[begin Information supplied]

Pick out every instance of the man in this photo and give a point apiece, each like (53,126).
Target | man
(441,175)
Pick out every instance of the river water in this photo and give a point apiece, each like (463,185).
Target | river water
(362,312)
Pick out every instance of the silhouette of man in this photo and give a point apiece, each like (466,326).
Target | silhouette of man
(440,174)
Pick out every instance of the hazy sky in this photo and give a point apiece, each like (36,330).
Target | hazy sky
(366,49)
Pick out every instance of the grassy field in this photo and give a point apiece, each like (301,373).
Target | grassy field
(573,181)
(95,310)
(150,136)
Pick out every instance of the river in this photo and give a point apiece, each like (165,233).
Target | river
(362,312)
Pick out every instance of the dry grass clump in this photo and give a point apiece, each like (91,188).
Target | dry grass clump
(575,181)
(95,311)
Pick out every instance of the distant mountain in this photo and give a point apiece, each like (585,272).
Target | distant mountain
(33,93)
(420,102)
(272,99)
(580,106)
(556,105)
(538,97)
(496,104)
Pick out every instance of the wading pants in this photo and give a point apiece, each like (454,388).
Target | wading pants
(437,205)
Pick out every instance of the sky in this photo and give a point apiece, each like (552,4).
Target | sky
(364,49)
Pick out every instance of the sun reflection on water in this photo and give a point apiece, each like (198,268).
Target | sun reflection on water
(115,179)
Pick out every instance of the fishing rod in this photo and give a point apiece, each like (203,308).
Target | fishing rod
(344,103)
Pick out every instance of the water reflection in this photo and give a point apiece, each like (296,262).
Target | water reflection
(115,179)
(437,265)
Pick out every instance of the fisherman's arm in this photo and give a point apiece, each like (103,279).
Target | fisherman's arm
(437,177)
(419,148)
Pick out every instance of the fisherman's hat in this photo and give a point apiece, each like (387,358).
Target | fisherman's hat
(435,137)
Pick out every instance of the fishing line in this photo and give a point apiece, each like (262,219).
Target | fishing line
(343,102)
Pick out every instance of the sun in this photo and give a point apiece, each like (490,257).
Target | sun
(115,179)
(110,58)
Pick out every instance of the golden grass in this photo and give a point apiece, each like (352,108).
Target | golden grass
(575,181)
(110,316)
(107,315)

[end Information supplied]

Rewrite the listing above as a numbered list, leaving out any blank lines.

1. Pick out every instance of the man in this photo and give a point apiece, each like (53,126).
2. Target | man
3. (441,175)
4. Pick out every instance of the river water in this photo and give a point apiece, each like (463,185).
5. Target | river water
6. (362,312)
7. Pick out every instance of the silhouette of man in this photo and give a point apiece, each like (466,326).
8. Target | silhouette of man
9. (440,174)
10. Pick out every instance of the hazy sky in this photo and give a point apiece, each like (36,330).
11. Target | hazy sky
12. (366,49)
13. Pick out every instance of the grassy field in this photo and give a point apiece, each like (301,373).
14. Target | grassy field
15. (573,181)
16. (95,310)
17. (150,136)
18. Pick out every instance of the river in this photo and give a point apiece, each like (165,233).
19. Target | river
20. (362,312)
21. Pick out every instance of the dry grass clump in this photo and give a point apiece, each like (91,188).
22. Target | dry grass clump
23. (575,181)
24. (95,311)
25. Pick out every instance of the distant mountain in this photo and give a point apiece, each like (585,272).
26. Target | distant mountain
27. (33,93)
28. (420,102)
29. (272,99)
30. (580,106)
31. (556,105)
32. (538,97)
33. (496,104)
34. Pick out every instance of the wading pants in this photo and give a point apiece, each like (454,388).
35. Target | wading pants
36. (437,205)
37. Pick out every instance of the sky in this photo and give a point apiece, each like (552,4).
38. Target | sky
39. (364,49)
40. Pick out every instance of the sun reflection on water in this photo and give a point apiece, each like (198,268).
41. Target | sun reflection on water
42. (115,179)
43. Pick out every instance of the fishing rod in this photo and give a point apiece, each like (203,308).
44. Target | fishing rod
45. (344,103)
46. Pick out every instance of the water reflection in this photo and give a point apiece, each like (296,262).
47. Target | water reflection
48. (115,179)
49. (437,265)
50. Pick out every instance of the fisherman's arm in this photo and give a point apiece, each like (103,279).
51. Target | fisherman's arm
52. (437,177)
53. (419,148)
54. Pick out every instance of the fisherman's hat in this photo and give a point apiece, each like (387,358).
55. Target | fisherman's hat
56. (435,137)
57. Pick out every instance of the fishing line in this photo and give a point apiece, each like (262,219).
58. Target | fishing line
59. (343,102)
60. Pick out every instance of the sun in this photo and give a point apiece, each like (490,257).
61. Target | sun
62. (115,179)
63. (110,58)
64. Pick out every instance of the golden grass in this photo and give a point apiece, each like (352,108).
65. Target | golden grass
66. (575,181)
67. (110,316)
68. (107,315)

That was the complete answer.